* _Assignment_
A faithful transcription of all the data, images excluded, is the required answer.

* _Supplied data_
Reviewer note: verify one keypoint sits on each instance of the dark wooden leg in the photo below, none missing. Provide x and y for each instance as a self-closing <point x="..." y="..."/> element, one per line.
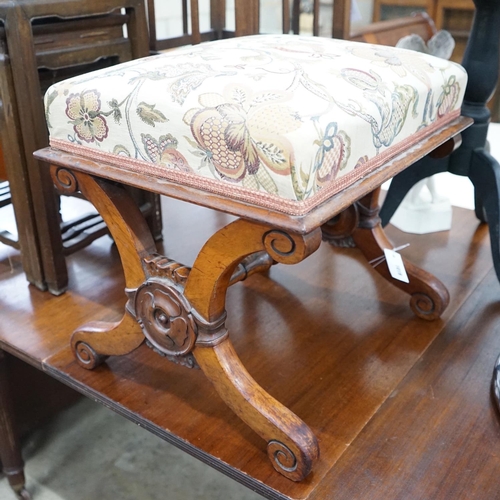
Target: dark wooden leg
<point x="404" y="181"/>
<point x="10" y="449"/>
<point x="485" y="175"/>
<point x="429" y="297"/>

* _Reply to the exercise_
Reviewer note: verify one keypoint sits on each instance of the dark wooden leg in the photo below, none missing. Provide x and y for each instance as a self-closing <point x="..." y="..."/> element, one per line.
Target: dark wooden leg
<point x="404" y="181"/>
<point x="10" y="449"/>
<point x="485" y="175"/>
<point x="429" y="297"/>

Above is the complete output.